(Stored data)
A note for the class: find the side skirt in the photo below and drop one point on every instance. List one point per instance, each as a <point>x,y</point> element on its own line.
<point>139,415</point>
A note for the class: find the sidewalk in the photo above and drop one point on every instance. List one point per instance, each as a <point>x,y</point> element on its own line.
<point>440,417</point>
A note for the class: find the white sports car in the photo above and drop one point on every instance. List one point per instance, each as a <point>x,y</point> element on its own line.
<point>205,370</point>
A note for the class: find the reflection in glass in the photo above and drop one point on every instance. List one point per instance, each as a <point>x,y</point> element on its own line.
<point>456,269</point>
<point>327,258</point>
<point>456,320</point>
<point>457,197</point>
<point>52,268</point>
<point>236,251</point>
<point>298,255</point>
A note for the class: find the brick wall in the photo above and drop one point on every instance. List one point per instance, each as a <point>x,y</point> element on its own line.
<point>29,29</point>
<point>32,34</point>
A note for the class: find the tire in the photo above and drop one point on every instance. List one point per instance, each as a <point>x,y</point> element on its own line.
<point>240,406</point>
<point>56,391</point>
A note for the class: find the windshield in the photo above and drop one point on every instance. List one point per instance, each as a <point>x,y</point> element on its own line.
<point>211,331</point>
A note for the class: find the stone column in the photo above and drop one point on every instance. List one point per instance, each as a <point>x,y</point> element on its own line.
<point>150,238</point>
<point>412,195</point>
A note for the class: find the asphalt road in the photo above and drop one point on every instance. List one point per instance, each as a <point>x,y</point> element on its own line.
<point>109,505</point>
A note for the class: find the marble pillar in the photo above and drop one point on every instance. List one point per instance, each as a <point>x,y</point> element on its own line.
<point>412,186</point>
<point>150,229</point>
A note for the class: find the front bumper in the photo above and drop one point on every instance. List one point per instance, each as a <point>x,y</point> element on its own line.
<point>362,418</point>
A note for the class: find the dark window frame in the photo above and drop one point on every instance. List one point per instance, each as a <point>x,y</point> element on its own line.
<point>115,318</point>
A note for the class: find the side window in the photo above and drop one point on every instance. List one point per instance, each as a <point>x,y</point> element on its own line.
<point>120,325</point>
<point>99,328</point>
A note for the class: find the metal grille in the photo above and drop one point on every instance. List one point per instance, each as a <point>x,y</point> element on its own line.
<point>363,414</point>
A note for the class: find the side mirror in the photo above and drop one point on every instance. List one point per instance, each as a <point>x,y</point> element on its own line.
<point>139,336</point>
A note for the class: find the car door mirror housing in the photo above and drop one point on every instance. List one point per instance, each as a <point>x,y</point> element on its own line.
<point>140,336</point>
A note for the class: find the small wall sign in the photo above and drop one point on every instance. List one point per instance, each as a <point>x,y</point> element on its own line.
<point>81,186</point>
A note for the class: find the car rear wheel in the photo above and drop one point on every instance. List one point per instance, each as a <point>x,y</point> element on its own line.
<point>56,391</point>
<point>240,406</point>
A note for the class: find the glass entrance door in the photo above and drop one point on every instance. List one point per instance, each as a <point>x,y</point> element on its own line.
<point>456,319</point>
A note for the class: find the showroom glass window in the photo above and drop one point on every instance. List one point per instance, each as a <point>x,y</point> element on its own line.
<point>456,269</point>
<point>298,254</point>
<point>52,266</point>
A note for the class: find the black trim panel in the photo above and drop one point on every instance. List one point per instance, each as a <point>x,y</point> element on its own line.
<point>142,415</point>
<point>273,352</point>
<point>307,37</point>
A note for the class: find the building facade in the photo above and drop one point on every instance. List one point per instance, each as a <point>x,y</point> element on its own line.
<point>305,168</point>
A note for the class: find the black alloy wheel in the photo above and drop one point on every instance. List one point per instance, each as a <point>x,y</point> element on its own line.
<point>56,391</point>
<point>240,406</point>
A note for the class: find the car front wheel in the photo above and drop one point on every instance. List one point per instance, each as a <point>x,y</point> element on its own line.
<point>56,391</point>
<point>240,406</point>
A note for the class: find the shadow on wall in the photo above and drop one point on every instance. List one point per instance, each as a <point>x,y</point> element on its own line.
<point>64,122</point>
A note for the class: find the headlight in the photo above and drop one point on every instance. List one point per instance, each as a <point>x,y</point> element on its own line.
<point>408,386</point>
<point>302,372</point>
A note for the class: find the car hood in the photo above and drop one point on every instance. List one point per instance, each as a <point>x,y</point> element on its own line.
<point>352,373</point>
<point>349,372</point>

Brief: Please return, unchanged, the stretch of items from the line containing "A note for the class: find the tire" through the line containing "<point>363,414</point>", including both of those lines.

Answer:
A note for the class: find the tire in the photo above and drop one point on every instance. List one point per instance, each as a <point>x,y</point> element on its own line.
<point>240,406</point>
<point>56,391</point>
A note for the class: find the windshield in the photo above and drop one point on every instance. List one point per instance, each as a <point>x,y</point> element on its own line.
<point>211,331</point>
A note for the class: find the stone column in the photo above and drop one point on every instance. List one point per instance, each as a <point>x,y</point> element on its own line.
<point>150,238</point>
<point>412,195</point>
A note for the class: find the asphalt road in the photo above and drop one point on every instance. List one point per instance, each as a <point>x,y</point> element on its own line.
<point>109,505</point>
A note for the class: find the marble pillar in the photo above and drop one point on every instance. List one point per instance, each as a <point>x,y</point> element on its own line.
<point>412,186</point>
<point>150,229</point>
A note for the class: find the front bumper in the photo above and drop one point on every instance. List one point per instance, each as a <point>x,y</point> element on its own line.
<point>362,418</point>
A note for the class: find the dark window frame in the photo above and drop one point on every instance. List one point per instance, each as a <point>x,y</point> element on its own line.
<point>115,318</point>
A note for the class: find the side window in the photo above and drop one point on every instance. List one point per instance, each as a <point>x,y</point> element on its own line.
<point>120,325</point>
<point>99,328</point>
A note for the class: find the metal grille in the photo above and drop one point on every instance. List one point per instance, each as a <point>x,y</point> element on its own line.
<point>363,414</point>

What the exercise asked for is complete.